**Task**
Would you please write out every record exactly?

**Dataset records**
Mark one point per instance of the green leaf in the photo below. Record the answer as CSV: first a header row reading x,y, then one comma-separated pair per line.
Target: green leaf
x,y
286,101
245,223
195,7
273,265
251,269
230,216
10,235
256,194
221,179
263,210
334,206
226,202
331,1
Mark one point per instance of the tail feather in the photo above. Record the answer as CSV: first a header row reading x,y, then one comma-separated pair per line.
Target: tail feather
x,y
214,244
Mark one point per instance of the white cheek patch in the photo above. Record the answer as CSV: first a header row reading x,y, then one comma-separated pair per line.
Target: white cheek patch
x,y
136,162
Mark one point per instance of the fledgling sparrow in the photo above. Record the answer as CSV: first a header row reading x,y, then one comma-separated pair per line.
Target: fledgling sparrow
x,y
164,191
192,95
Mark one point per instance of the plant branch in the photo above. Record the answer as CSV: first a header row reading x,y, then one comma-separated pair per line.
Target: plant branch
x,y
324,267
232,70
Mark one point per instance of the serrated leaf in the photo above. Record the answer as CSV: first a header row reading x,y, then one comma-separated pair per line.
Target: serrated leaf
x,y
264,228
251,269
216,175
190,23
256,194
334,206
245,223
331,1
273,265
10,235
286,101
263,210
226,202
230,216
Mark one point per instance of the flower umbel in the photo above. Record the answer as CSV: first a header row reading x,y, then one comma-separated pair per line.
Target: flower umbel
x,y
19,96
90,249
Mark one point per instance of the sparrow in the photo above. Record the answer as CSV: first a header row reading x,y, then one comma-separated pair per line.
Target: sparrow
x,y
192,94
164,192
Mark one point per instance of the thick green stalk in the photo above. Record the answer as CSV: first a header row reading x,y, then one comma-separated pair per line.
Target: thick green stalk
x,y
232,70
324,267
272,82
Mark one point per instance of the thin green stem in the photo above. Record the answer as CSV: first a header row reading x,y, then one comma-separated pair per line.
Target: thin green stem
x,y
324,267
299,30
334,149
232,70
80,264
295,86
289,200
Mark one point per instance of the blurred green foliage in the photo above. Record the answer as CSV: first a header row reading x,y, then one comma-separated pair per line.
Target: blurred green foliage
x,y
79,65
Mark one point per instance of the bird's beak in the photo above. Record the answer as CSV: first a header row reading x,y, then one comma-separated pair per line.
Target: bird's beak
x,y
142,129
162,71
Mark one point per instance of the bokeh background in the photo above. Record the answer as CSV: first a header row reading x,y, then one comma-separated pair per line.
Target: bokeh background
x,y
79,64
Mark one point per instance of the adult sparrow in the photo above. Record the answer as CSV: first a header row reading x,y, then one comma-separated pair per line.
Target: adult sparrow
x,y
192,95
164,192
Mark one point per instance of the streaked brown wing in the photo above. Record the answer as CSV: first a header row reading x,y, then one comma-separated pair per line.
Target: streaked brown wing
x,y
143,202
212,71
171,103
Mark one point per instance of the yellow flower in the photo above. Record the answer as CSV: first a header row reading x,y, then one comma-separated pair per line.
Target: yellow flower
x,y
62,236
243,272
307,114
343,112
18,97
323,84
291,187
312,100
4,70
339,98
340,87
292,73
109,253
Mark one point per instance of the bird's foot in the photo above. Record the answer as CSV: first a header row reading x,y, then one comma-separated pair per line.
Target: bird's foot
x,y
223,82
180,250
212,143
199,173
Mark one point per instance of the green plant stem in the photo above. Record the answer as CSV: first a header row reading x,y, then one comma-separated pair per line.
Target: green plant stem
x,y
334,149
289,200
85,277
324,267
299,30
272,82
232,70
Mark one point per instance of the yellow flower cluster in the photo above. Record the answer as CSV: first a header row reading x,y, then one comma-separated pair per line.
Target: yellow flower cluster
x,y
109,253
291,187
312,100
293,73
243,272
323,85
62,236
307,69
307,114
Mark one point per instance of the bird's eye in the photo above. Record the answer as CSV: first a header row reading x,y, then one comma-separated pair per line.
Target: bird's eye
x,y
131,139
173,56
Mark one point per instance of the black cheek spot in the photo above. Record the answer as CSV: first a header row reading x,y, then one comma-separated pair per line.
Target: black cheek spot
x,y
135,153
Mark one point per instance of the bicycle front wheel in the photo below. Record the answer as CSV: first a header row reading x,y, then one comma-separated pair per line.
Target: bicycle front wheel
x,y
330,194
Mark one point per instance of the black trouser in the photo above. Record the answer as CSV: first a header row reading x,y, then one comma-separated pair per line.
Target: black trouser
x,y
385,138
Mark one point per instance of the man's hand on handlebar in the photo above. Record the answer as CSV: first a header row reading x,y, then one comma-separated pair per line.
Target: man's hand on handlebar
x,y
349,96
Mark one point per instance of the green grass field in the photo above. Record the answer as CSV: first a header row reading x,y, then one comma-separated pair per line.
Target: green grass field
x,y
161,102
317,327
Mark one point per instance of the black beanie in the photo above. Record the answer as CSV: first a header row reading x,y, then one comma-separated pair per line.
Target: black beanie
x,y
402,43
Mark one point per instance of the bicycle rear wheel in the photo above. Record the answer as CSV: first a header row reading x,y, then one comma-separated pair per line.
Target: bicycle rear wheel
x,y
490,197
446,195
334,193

**Task result**
Mark one point per instance of the green leaf in the photo below. Record the answer as CSV: first a header row reading x,y, then one comma-separated pair per line.
Target: green leaf
x,y
286,101
245,223
195,7
273,265
251,269
230,216
10,235
256,194
221,179
263,210
334,206
226,202
331,1
Mark one point per instance of the tail feather in the photo above. Record the answer as CSV: first a header row reading x,y, then one comma-separated pair per line.
Target: tail feather
x,y
214,244
Mark one point per instance of the white cheek patch in the photo above. Record the answer as CSV: first a header row reading x,y, then one comma-separated pair per line.
Target: white cheek patch
x,y
136,162
Mark one point per instance of the fledgling sparrow in the photo above. Record the answer as CSV: first a header row reading x,y, then one comma-separated pair per line.
Target: fledgling sparrow
x,y
164,191
192,95
Mark one point per instance of the plant branch in the photo above. Record the answer as CSV: first a header row reading x,y, then one comma-separated pair per line.
Target: plant branch
x,y
324,267
232,70
Mark one point per instance of the serrated leaf in the photo above. Record the answer as CSV: first a header row reading x,y, then one comma-separated pair per line.
Target: serrated leaf
x,y
264,228
251,269
216,175
190,23
256,194
334,206
245,223
331,1
273,265
10,235
286,101
263,210
226,202
230,216
Mark one point per instance of the flower umbel in the photo above. Record the answer as CSV: first a header row reading x,y, then one comma-separated pair per line.
Target: flower umbel
x,y
19,96
90,249
Mark one point per instance of the sparrow in the photo above. Record the answer as CSV: first a header row reading x,y, then one comma-separated pair per line.
Target: sparrow
x,y
192,94
164,192
Mark one point per instance of the thick green stalk in the photo above. Record the answer as CSV: first a header row reading x,y, then one comma-separated pair per line.
Target: thick green stalk
x,y
232,70
324,267
272,82
Mark one point per instance of the thin green stem in the photo above. Record the answer as CSV: first a header row reading x,y, then one comma-separated pair per line.
Target: thin green stem
x,y
324,267
299,30
334,149
232,70
80,264
295,86
289,200
Mark one point per instance of the blurred green foliage in the photo above. Record the answer as CSV: first a header row reading x,y, then one comma-separated pair per line.
Target: blurred green foliage
x,y
79,65
Mark one point per instance of the bird's beak in the photo above. Record the answer as CSV: first a header row reading x,y, then one comma-separated pair per line.
Target: bird's beak
x,y
142,129
162,71
Mark one point per instance of the bokeh background in the photo above. Record the answer as CSV: first a header row reading x,y, then one comma-separated pair per line.
Target: bokeh background
x,y
79,64
Mark one point per instance of the adult sparrow in the photo above. Record the answer as CSV: first a header row reading x,y, then one comma-separated pair per line.
Target: adult sparrow
x,y
192,95
164,192
Mark one point per instance of the streaked brown wing in the photo above. Record the answer as CSV: first a header row reading x,y, then one comma-separated pair per line.
Target: streaked brown wing
x,y
143,202
212,71
171,103
Mark one point per instance of the yellow flower in the photo above. Record the answer as CSV: first a header row reading x,y, then one comma-separated pair per line.
Target: yellow flower
x,y
62,236
243,272
307,114
343,112
18,97
323,84
291,187
312,100
4,70
339,98
340,87
292,73
109,253
Mark one point per instance of the bird's foot in the photo above. Record the answer as CSV: first a header row reading x,y, then one comma-separated pair per line.
Target: bird's foot
x,y
223,82
180,250
212,143
199,173
Mark one point per instance of the green plant stem in the photo above. Record the answer as CSV: first a header row reading x,y, then one comma-separated pair per line.
Target: green plant stem
x,y
334,149
289,200
85,277
324,267
299,30
272,82
232,70
Mark one point per instance of the yellow flower cluster in the photo above. Record the answer as CSV: first a header row reading x,y, then one comma-separated pair per line.
Target: yellow flower cluster
x,y
109,253
291,187
312,100
293,73
243,272
323,85
62,236
307,69
307,114
Mark one point per instance of the bird's eye in the photo above. Record the answer as CSV: first a header row reading x,y, then one comma-separated pair per line.
Target: bird's eye
x,y
131,139
173,56
Mark one point per instance of the black cheek spot in the photo above. Record the answer as CSV: first a header row reading x,y, then one comma-separated pair per line.
Target: black cheek spot
x,y
135,153
Mark one point per instance of the bicycle front wheel in the photo below. Record the answer as CSV: first a header row reading x,y, then one comma-separated pair per line.
Target: bicycle front wheel
x,y
330,194
Mark one point per instance of the black trouser in the photo above. Record the answer as CSV: first a header row reading x,y, then one comma-separated pair per line.
Target: black trouser
x,y
385,138
Mark one point per instance of the man's hand on handlebar in the photo above. Record the answer as CSV: first a header row reading x,y, then one comma-separated pair per line.
Target: man's hand on handlebar
x,y
349,96
Mark one point per instance of the green grass field in the photo above. Record the answer as CSV: first a header row reading x,y, then one comma-separated pair per line.
Target: green grass field
x,y
161,102
317,327
Mark one point per instance of the black beanie in the photo above. Record the answer as CSV: first a header row reading x,y, then one comma-separated pair per line.
Target: black beanie
x,y
402,43
Mark one point per instance of the bicycle rear wheel in the photo above. Record the answer as CSV: first a header row reading x,y, then one comma-separated pair per line.
Target: bicycle rear wheel
x,y
490,197
446,195
334,193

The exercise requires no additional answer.